Dataset records »
▼
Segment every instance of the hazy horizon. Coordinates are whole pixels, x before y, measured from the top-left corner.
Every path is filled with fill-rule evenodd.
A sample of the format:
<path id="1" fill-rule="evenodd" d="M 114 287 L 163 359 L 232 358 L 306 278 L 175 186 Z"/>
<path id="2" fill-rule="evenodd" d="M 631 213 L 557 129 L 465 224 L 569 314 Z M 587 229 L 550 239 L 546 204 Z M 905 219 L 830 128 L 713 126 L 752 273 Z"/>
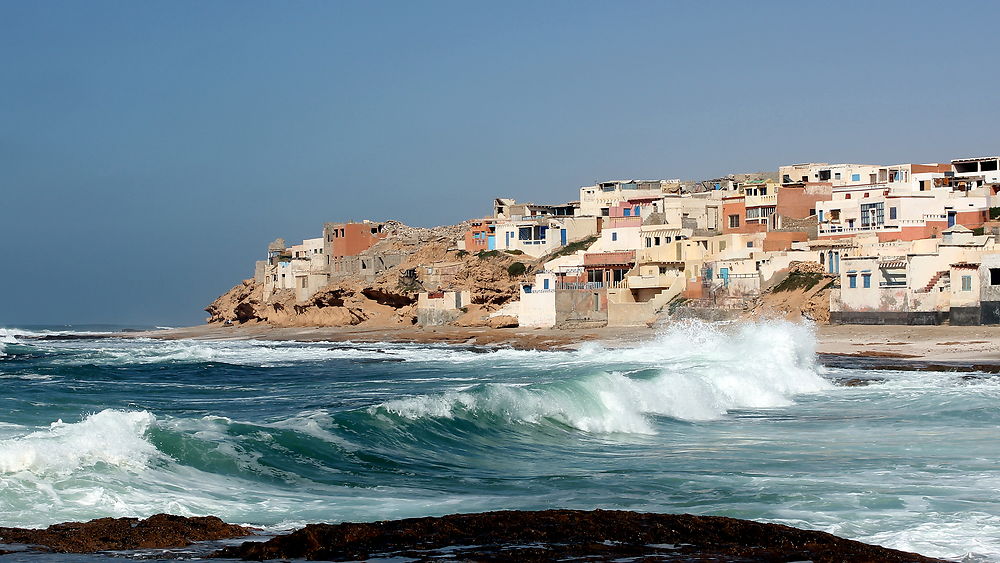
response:
<path id="1" fill-rule="evenodd" d="M 325 221 L 433 226 L 602 179 L 995 154 L 998 14 L 3 2 L 0 225 L 18 248 L 0 326 L 199 323 L 269 241 Z"/>

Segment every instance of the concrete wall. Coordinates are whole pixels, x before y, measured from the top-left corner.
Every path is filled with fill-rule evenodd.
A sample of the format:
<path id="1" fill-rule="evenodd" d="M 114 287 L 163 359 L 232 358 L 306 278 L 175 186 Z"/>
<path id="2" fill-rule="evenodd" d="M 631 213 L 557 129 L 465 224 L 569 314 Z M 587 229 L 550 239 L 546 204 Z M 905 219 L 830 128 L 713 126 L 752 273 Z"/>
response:
<path id="1" fill-rule="evenodd" d="M 472 302 L 472 294 L 468 291 L 443 291 L 417 295 L 417 324 L 434 326 L 448 324 L 458 317 Z"/>
<path id="2" fill-rule="evenodd" d="M 608 322 L 607 293 L 602 290 L 558 290 L 555 298 L 557 326 Z"/>

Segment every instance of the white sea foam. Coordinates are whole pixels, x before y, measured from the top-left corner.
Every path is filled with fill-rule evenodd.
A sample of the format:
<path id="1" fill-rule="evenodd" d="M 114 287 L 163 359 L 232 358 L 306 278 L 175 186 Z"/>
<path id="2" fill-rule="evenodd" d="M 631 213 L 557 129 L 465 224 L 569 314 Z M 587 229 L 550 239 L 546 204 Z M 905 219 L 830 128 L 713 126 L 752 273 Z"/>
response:
<path id="1" fill-rule="evenodd" d="M 67 474 L 98 464 L 141 469 L 157 455 L 145 439 L 154 420 L 145 411 L 109 409 L 76 423 L 53 422 L 45 430 L 0 441 L 0 474 Z"/>
<path id="2" fill-rule="evenodd" d="M 0 328 L 0 356 L 7 355 L 8 344 L 20 344 L 20 342 L 8 329 Z"/>
<path id="3" fill-rule="evenodd" d="M 858 538 L 866 543 L 959 561 L 1000 561 L 1000 517 L 984 512 L 921 513 L 921 522 Z"/>
<path id="4" fill-rule="evenodd" d="M 372 412 L 382 409 L 408 419 L 465 413 L 527 423 L 550 419 L 587 432 L 649 434 L 654 432 L 649 415 L 713 420 L 733 409 L 787 406 L 796 394 L 829 389 L 817 372 L 813 350 L 810 329 L 792 323 L 728 329 L 679 323 L 636 347 L 589 346 L 573 353 L 568 363 L 591 373 L 567 381 L 488 384 L 388 401 Z M 653 373 L 630 377 L 626 372 L 640 369 Z"/>

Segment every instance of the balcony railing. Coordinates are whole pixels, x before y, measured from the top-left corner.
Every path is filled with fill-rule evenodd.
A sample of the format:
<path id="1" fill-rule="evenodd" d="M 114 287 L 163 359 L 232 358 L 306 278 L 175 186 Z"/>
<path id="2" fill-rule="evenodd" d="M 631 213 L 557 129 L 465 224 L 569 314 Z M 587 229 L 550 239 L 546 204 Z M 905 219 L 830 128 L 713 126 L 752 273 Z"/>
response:
<path id="1" fill-rule="evenodd" d="M 778 194 L 748 195 L 743 199 L 743 204 L 747 207 L 759 207 L 761 205 L 777 205 Z"/>

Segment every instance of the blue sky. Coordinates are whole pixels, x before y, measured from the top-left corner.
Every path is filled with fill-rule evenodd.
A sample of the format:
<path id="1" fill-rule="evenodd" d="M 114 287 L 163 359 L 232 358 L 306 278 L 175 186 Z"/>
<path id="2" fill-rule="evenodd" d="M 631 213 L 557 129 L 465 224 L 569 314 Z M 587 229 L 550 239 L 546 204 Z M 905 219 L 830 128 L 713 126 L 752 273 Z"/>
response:
<path id="1" fill-rule="evenodd" d="M 0 0 L 0 325 L 193 324 L 275 237 L 995 154 L 993 3 Z"/>

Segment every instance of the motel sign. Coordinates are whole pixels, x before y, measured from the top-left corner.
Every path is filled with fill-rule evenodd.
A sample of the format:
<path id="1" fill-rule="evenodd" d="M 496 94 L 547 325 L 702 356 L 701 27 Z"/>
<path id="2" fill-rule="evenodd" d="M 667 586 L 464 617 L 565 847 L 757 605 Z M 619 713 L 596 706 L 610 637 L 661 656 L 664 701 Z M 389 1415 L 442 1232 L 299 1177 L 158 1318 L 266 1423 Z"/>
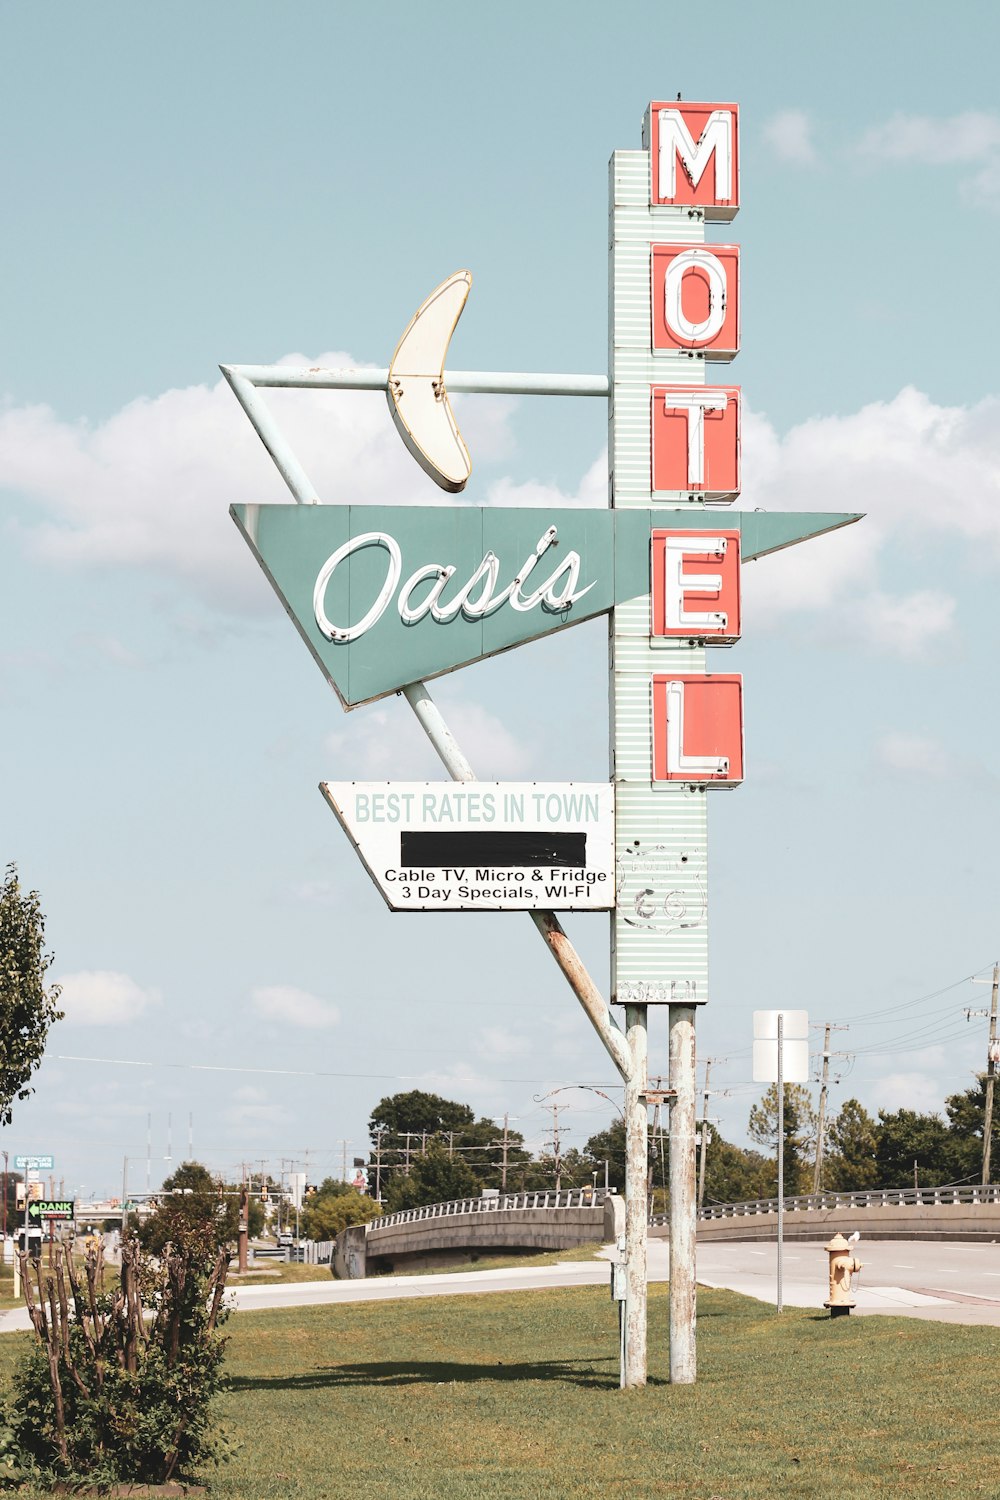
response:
▲
In the material above, please find every line that includes the word "from" and copy it.

Segment every instance of the hazy horizon. Coordinates are whole pixels, x before y, measured from the top-left corner.
Segment every instance of the concrete wall. Coordinates are whole pixels, x before y, measured from the top-left corner.
Segment every instance of the white sea foam. Coordinates are whole pixels, x before y, measured from the top-left corner.
Segment every instance of the balcony railing. Coordinates are whole pixels, x before y, measured from the top-left corner.
Segment every instance of the blue sky. Coordinates are whole pixels, x before y, measured from the top-left corner.
Segment every instance of the motel sign. Coordinates are whole pixels, x before y, measured from the top-left corner.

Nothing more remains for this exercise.